**COMPLETE THE FOLLOWING**:
• A. In the parking spot locator description, why do the parking spot locator computer 107, the personal communication device 111, and the server computer 120 access information from the computer 126 in the records agency?
• B. Write the next part of the parking spot locator description, starting after its final sentence.

Operations such as the example ones described above that are carried out by the parking spot locator computer 107 may involve the parking spot locator computer 107 using the wireless communication system 109 to wirelessly communicate with various systems and devices via a network 130. The network 130 may include any one, or a combination of networks, such as a local area network (LAN), a wide area network (WAN), a telephone network, a cellular network, a cable network, a wireless network, and/or private/public networks such as the Internet. For example, the network 130 may support communication technologies such as Bluetooth®, cellular, near-field communication (NFC), Wi-Fi, Wi-Fi direct, machine-to-machine communication, and/or man-to-machine communication. At least one portion of the network 130 includes a wireless communication link that allows the parking spot locator computer 107 to communicate via the wireless communication system 109 with a server computer 120 and/or a computer 126 that is located in a records agency 125.

The server computer 120 may be configured to perform some or all functions of the parking spot locator computer 107 such as the ones described herein. In an example implementation, the server computer 120 may accept input from an individual (such as the driver 112, for example) and identify a vacant parking spot by using one or more procedures such as the ones described herein. The server computer 120 may cooperate with the parking spot locator computer 107 during execution of such procedures, or may convey the results of the procedure (an availability of a parking spot, for example) to the parking spot locator computer 107.

The computer 126 that is located in the records agency may be a single computer or can be a network of computers configured to provide certain types of information to the parking spot locator computer 107, the personal communication device 111, and/or the server computer 120. The information can include, for example, locations of various types of parking spots (free, lot fees, metered, etc.), parking meter information, parking fees, parking-related timing information (peak hours, no-parking hours, off-peak hours, weekend use, etc.), and/or laws and ordnances governing the use of various parking spots. The parking spot locator computer 107, the personal communication device 111, and/or the server computer 120 can access this information via the network 130 and use the information to assess availability of various parking spots at various locations and at various times of the day.

FIG. 2 illustrates an example scenario associated with a procedure to identify a vacant parking spot in accordance with an embodiment of the disclosure. In this example scenario, the vehicle 105 is a delivery vehicle driven by the driver 112 on a delivery route which can include several destinations. In another scenario, the vehicle 105 can be an autonomous vehicle that services the delivery route. The driver 112 may enter a request into a computer (such as, for example, the infotainment system 113 or the personal communication device 111) in order to locate an unoccupied parking spot close to a destination 225. The request may include a level of certainty that the driver 112 may specify. The level of certainty can be based on various factors such as, for example, time constraints associated with the delivery schedule, nature of packages to be delivered (size, shape, weight, volume, number of packages, etc.), nature of the neighborhood in which the destination 225 is located (in this example, a congested office district), availability of parking facilities, type of parking facilities, parking fees, and time of day.

**DATASET EXCERPTS**:

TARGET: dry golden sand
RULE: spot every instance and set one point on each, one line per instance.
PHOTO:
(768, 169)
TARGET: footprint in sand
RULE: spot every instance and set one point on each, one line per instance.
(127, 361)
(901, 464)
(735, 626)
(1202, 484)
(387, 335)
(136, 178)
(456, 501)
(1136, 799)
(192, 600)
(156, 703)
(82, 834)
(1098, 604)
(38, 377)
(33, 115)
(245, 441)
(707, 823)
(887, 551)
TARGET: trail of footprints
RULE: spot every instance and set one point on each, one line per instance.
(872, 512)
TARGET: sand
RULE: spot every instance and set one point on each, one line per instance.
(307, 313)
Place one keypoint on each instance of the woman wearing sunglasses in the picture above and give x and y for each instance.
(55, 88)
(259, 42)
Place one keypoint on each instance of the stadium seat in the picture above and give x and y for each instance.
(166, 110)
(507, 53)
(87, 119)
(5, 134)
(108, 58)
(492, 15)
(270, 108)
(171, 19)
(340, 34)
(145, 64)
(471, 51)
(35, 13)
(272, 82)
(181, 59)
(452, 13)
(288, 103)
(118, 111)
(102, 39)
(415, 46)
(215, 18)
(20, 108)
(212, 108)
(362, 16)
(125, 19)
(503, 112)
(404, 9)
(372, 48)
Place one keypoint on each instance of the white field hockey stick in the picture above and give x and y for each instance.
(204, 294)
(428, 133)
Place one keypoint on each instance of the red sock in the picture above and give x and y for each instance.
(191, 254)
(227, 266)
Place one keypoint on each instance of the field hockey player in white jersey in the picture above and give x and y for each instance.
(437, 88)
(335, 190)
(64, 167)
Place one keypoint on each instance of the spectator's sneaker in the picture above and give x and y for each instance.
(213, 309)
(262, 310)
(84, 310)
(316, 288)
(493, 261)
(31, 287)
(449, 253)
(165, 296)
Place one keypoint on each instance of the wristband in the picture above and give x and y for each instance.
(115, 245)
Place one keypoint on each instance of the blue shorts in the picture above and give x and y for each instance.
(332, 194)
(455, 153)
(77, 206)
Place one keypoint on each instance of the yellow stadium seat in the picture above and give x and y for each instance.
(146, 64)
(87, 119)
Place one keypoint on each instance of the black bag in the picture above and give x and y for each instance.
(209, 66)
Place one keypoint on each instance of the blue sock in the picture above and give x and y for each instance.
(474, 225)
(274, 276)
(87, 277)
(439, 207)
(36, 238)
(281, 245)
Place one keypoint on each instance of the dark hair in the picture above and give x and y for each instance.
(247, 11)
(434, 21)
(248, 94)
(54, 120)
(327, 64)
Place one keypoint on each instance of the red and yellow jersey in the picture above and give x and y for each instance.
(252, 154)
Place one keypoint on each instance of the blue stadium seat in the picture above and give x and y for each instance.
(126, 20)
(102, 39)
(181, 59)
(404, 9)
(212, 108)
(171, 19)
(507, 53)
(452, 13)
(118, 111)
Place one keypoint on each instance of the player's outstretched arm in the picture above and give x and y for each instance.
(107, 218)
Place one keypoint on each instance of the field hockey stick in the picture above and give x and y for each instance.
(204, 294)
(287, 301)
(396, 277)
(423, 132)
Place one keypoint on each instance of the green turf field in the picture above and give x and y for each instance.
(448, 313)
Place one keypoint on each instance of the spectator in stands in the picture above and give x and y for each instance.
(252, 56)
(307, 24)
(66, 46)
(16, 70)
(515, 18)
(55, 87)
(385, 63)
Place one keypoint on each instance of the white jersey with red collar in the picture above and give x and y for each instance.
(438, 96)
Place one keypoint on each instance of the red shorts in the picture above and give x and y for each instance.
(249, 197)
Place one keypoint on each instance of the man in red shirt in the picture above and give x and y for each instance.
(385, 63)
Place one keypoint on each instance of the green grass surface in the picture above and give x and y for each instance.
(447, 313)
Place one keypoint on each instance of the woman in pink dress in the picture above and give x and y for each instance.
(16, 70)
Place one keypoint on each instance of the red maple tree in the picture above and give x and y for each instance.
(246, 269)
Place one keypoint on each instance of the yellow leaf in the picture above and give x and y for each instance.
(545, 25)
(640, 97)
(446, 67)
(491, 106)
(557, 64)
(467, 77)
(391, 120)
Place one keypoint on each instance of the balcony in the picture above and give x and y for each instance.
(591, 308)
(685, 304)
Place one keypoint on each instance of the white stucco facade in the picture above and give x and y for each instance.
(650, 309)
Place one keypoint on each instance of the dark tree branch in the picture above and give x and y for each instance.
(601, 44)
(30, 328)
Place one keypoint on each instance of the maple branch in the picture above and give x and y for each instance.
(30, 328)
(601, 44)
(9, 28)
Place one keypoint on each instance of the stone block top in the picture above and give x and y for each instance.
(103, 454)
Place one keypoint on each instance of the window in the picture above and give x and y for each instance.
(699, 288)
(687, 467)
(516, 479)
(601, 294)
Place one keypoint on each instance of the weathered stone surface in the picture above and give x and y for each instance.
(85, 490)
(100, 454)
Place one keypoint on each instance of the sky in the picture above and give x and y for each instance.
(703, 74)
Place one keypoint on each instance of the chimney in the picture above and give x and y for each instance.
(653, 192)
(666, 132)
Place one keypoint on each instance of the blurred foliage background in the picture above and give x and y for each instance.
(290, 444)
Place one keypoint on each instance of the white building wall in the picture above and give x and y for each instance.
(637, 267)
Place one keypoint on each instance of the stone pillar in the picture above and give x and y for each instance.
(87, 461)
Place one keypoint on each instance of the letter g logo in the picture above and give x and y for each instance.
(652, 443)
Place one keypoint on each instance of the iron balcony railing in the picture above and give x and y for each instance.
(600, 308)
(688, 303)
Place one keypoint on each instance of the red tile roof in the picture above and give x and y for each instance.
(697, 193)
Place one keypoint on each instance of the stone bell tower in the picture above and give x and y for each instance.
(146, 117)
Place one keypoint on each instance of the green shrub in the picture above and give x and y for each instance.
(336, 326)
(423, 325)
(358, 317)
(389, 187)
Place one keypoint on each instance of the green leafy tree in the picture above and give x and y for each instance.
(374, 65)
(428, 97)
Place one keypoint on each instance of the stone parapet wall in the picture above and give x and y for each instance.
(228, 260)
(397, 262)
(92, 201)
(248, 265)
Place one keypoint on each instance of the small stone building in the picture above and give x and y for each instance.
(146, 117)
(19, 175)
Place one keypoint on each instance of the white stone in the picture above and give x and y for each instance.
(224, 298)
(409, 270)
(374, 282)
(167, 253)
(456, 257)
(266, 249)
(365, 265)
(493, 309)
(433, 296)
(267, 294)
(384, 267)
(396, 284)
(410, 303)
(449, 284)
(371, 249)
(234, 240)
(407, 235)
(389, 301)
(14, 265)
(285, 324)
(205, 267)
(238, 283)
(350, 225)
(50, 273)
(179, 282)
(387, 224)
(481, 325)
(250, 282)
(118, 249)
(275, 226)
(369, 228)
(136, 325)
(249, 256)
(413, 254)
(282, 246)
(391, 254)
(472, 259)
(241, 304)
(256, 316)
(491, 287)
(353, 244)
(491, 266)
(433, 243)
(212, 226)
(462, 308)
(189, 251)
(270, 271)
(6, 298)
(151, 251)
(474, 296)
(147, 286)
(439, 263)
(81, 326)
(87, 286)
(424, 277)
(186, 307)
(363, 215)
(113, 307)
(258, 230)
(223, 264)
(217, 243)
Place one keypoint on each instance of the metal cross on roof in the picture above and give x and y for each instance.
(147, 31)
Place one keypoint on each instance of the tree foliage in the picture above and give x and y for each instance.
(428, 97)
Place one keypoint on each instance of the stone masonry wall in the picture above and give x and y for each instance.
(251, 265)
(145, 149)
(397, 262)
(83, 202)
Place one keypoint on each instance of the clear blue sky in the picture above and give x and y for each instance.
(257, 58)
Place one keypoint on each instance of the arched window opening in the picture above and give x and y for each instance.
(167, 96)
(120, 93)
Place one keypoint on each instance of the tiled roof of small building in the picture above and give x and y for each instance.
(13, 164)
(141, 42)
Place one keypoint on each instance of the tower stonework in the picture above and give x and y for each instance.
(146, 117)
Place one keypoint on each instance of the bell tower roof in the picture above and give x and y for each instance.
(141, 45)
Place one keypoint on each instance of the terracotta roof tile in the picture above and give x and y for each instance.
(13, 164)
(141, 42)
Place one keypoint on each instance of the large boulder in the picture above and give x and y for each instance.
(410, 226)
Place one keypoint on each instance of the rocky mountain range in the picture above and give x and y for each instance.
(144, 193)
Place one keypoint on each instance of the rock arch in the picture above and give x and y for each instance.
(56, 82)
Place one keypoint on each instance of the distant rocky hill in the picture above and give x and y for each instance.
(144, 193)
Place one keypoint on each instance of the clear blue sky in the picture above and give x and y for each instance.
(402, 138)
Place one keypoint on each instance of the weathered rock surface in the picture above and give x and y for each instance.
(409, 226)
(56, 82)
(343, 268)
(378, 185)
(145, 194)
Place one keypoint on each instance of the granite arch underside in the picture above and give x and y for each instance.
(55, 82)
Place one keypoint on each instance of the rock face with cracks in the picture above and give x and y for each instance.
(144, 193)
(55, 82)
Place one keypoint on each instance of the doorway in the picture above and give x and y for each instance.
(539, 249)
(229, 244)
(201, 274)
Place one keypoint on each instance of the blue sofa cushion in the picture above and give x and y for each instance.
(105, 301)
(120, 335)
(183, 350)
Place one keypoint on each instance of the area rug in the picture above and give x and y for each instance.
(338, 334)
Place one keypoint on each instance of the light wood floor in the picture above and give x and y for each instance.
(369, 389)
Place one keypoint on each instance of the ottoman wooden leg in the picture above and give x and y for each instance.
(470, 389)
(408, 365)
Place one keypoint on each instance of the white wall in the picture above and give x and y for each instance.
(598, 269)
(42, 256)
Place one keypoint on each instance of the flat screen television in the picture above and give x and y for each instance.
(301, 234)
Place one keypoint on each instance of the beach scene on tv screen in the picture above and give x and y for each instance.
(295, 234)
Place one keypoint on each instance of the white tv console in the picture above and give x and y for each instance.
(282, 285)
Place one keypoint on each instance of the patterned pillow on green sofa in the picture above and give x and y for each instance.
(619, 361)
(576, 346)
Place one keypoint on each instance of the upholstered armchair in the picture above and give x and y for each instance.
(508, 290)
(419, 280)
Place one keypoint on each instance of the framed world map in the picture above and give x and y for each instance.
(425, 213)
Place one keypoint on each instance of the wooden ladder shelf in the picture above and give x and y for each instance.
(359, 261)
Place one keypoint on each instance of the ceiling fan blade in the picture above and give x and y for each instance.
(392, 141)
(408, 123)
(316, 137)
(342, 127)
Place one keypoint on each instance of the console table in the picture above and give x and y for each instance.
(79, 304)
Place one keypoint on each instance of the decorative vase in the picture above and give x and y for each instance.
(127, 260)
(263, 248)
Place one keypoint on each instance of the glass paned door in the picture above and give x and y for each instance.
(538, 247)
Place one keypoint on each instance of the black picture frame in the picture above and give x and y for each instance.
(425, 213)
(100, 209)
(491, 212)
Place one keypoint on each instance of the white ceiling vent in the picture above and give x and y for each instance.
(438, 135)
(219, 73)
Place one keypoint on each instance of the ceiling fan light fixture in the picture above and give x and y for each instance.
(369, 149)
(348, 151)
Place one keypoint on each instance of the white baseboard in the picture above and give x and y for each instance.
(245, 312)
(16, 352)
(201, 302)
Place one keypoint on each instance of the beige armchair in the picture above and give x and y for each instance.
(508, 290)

**ANSWERS FOR THIS EXERCISE**:
• A. They use that information, such as parking spot locations, meter data, fees, timing details, and parking laws, to assess the availability of various parking spots at various locations and times of day.

• B.
In an example scenario, the driver 112 may evaluate such factors and specify that a vacant parking spot should be located with an 80% level of certainty, and within a specified maximum walking distance of the destination 225 such as, for example, one city block from the destination 225. In another example scenario, the driver 112 may specify a different maximum walking distance (100 feet, 20 feet, half a city block, an adjacent street, etc.) or may entirely rule out a walking distance (zero walking distance). By ruling out a walking distance, the driver 112 is specifying that the parking spot locator computer 107 should locate a parking spot adjacent to the destination 225, such as, for example, a curbside parking spot that allows the driver 112 to deposit a package on a sidewalk, driveway, yard, or on the premises of a building, for pickup by the customer.

The parking spot locator computer 107 may locate one or more vacant parking spots based on the level of certainty and the maximum walking distance specified by the driver 112. In an example embodiment, the parking spot locator computer 107 may locate one or more parking spots by first defining a circular search area having a radius that is either equal to, or less than, the specified maximum walking distance. In another example embodiment, the parking spot locator computer 107 may locate one or more parking spots by defining a search area having a shape other than a circle (square, rectangle, octagonal, oval, etc.). A center of the search area may be located at the specified destination (destination 225, in this example) or at any other spot close to the specified destination (such as, for example, at an intersection of two roads near the destination 225, at a public parking lot near the destination 225, at a covered garage located near the destination 225, or in front of a landmark building near the destination 225).

In the illustrated example scenario, the parking spot locator computer 107 defines a search area 205 that is in the shape of a circle and having a center 215 located at an intersection of two roads near the destination 225. The search area encompasses a cluster of parking spots and the parking spot locator computer 107 may evaluate each parking spot based on the specified level of certainty and a statistical analysis of an occupancy history of the parking spots. Additional details pertaining to the statistical analysis are provided below.

The density of parking spots inside the search area 205 is high in comparison to other areas in the example map shown in FIG. 2 and an evaluation of the parking spots allows the parking spot locator computer 107 to associate a level of certainty for availability of each of the parking spots. For example, the parking spot locator computer 107 may associate a 70% level of certainty for availability of a parking spot 220, an 80% level of certainty for availability of parking spot 230, a 90% level of certainty for availability of parking spot 240, and so on for the other parking spots among the cluster of parking spots located inside the search area 205.

Based on the input provided by the driver 112, the parking spot locator computer 107 may issue a directive to the driver 112 to start driving towards the destination 225 and may also provide a guarantee that the parking spot 230 will be available with the 80% specified level of certainty at a time of arrival of the vehicle 105 at the parking spot 230. The vehicle 105 may respond to the directive and start traveling towards the parking spot 230 with the expectation that the parking spot 230 is available with the 80% specified level of certainty.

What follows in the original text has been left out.